The request ▸ In the passage below on Australia's relationship with China, how many times has the Prime Minister visited China in office?

Some have also argued that an FTA with China would discriminate against our other East Asian trading partners, yet many of those same countries are discussing or negotiating FTAs with one or more countries, including China.

In short, it would be irresponsible of the Government not to examine the option of negotiating a free trade agreement with one of the world's largest and most dynamic economies.

In doing so, the Government has also prudently preserved all its options at a time of rapid change both in China and in the international trading system.

A mature and practical relationship

Just prior to the visit of President Hu to Australia the world was given another reminder of China's on-going economic and technological transformation.

China's successful 21-hour manned space mission puts China alongside the United States and Russia as the only countries that have demonstrated such a capability. It is yet another sign of China's historic emergence as a leading Asia-Pacific nation and a force in world affairs.

Australia views this emergence positively. And we do it confident in the broader relationship we have with China.

In his speech to Parliament last week, welcoming the Chinese President to Australia, the Prime Minister characterised Australia's relationship with China as mature and practical. And I think this description is particularly apt.

As I have already detailed, our economic relationship has been transformed and given new direction. But at the same time our political relationship has experienced a less dramatic, though no less significant evolution in recent years.

The best demonstration of that steady consolidation of political relations was the very fact of President Hu's visit, coming as it did in his first year in office as President. That speaks volumes about China's assessment of Australia's importance as a regional and international player.

President Hu's address to a joint sitting of our Parliament was only the fourth such address by a foreign leader - indeed, the first ever by an Asian leader - and the first by any leader other than a US President. It was also the first time a joint sitting has been addressed in a foreign language.

At the ministerial level our political relationship is more vibrant than it has ever been. Almost every member of the Federal Cabinet and nearly every State and Territory leader has visited China in office - the Prime Minister four times.

Similarly, every member of China's Politburo Standing Committee has been to Australia. Official Chinese visitors to Australia are now so frequent that my Department's China watchers could easily focus all their attention on Chinese visitors to the exclusion of policy issues.

As the Prime Minister said last week, such an event as President Hu's address might have been highly improbable twenty or even ten years ago.

Just as improbable would have been the notion that China and Australia could work on the same team on major international security issues.

Yet today China and Australia are partners in efforts to bring about a non-nuclear Korean Peninsula. And we are working with a will together in fighting terrorism, people smuggling and many other common challenges.

The Australian Government supports a one-China policy. Taiwan was part of our discussions with both the Chinese and US Presidents' last week.

In outlining the Government's support for a one-China policy we made clear to President Hu that any of the issues related to the Taiwan Straits should be resolved through constructive dialogue.

We also made the point that if Taiwan were to declare independence that would be a major mistake, because it would have profound implications for the stability of the region. This was a concern which we discussed with the US leadership as well, who agreed such steps would have negative outcome for regional stability.

The substance of these discussions on a wide range of security issues indicates we now have a more fruitful dialogue with China. This change has not been accidental. It is the result of careful, methodical work over several years, at the highest levels of government.

Information supplied ▸

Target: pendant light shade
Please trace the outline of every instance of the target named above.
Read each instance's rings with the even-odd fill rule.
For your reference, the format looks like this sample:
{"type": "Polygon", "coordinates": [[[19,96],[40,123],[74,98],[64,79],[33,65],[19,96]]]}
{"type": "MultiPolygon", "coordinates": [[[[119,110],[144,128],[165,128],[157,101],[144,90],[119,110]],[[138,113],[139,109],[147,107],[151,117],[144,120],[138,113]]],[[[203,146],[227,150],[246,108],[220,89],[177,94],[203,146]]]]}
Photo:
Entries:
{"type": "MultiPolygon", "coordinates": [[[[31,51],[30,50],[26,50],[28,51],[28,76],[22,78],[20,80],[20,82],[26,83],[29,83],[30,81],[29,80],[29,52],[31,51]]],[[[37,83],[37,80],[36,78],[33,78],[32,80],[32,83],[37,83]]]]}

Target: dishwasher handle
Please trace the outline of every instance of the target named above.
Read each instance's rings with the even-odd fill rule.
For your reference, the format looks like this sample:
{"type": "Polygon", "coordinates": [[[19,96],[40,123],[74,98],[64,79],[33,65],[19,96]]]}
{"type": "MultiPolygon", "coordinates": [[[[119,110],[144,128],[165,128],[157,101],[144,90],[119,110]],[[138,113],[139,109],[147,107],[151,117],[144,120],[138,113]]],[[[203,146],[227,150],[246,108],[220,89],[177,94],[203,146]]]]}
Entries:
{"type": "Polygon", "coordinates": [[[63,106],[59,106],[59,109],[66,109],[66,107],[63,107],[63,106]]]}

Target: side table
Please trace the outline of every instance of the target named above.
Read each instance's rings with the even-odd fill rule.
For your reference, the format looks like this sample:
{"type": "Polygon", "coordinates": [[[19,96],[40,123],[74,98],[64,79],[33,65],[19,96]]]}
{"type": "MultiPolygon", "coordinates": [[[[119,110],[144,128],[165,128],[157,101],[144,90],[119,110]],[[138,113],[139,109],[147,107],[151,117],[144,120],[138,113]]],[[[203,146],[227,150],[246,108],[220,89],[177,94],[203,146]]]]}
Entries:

Completed exercise ▸ Four times.